What you have to do:
Hunt through the entries for the word "chair" and copy each line in which it appears.

Data for this exercise:

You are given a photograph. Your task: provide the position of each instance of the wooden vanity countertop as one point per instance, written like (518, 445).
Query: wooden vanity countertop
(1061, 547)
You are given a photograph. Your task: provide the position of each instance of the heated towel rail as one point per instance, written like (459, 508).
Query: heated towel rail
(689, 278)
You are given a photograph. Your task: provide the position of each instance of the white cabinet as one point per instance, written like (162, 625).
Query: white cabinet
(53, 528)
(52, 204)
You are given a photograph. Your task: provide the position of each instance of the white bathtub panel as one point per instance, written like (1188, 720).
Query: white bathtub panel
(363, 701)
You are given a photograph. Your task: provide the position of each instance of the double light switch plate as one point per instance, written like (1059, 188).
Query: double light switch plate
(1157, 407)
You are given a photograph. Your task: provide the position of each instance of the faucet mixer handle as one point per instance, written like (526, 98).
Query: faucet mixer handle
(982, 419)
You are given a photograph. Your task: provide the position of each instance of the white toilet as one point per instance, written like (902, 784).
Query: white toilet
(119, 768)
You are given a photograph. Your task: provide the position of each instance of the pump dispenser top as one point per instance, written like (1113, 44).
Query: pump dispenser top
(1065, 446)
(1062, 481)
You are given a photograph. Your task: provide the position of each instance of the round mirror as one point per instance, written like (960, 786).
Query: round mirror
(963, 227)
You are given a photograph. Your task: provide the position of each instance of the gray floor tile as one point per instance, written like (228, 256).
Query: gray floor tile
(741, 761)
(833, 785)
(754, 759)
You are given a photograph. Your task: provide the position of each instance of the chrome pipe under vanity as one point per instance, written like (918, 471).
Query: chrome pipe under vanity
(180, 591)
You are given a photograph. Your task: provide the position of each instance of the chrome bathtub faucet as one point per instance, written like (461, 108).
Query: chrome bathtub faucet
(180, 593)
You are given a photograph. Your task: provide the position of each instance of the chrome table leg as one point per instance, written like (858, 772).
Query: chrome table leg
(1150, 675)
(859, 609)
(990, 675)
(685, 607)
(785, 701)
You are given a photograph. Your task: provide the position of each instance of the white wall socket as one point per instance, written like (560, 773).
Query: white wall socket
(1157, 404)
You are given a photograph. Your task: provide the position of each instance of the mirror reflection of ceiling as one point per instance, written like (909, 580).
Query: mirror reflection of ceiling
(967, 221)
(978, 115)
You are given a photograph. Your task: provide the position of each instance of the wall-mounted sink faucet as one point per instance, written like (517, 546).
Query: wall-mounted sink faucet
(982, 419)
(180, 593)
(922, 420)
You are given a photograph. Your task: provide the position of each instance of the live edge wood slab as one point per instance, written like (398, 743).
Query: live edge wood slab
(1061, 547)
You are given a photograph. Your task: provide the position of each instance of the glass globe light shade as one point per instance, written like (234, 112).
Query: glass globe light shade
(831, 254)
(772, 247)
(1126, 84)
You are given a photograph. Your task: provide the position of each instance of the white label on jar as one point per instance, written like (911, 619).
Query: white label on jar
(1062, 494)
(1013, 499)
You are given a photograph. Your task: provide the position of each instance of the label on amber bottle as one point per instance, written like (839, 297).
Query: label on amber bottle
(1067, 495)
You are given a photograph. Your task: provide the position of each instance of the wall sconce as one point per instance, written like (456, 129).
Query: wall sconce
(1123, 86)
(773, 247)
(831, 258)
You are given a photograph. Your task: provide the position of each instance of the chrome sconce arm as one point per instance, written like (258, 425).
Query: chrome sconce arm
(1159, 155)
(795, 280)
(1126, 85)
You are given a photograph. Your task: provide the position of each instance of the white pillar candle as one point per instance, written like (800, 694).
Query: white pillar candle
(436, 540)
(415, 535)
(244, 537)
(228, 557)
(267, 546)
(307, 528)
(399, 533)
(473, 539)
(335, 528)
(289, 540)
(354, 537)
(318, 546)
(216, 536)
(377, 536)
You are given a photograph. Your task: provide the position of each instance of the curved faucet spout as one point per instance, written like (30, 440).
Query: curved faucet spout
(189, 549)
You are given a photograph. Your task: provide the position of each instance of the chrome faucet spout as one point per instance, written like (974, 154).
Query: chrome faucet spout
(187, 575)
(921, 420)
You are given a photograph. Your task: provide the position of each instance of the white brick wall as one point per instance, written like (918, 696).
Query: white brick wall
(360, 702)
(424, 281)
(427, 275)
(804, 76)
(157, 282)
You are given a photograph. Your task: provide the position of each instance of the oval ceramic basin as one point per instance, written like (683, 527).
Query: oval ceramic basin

==

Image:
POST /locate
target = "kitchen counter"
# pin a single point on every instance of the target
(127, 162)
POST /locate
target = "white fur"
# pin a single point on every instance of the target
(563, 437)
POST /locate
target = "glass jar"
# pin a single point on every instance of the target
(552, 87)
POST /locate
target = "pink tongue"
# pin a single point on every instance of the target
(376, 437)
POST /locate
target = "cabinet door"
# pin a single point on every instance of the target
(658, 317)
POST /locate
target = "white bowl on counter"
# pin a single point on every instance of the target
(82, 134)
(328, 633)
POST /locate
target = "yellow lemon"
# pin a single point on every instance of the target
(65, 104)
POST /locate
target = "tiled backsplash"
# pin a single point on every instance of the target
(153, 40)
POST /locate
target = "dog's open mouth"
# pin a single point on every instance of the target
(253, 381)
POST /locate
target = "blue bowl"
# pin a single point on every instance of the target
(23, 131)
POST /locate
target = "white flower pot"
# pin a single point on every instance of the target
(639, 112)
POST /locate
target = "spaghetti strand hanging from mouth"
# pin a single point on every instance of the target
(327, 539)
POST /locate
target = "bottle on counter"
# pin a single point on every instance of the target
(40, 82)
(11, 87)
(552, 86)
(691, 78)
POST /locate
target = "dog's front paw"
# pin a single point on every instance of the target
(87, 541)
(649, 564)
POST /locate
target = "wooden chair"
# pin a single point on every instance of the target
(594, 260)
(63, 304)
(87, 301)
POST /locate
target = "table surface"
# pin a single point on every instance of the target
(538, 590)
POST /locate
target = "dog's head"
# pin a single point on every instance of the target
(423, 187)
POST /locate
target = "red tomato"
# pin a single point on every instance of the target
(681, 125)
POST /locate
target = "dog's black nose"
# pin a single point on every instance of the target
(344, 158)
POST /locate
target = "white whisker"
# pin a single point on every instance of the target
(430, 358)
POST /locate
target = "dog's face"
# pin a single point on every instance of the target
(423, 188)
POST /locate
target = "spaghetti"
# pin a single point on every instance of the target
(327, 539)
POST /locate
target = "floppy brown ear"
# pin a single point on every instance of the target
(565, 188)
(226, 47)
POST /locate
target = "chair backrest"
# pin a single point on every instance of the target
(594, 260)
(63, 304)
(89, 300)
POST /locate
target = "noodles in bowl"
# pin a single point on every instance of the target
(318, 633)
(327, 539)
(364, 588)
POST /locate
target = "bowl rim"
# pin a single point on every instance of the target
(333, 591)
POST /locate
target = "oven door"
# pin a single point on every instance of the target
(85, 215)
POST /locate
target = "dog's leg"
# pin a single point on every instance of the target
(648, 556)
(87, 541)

Result of this task:
target = "wooden chair"
target = "chair backrest"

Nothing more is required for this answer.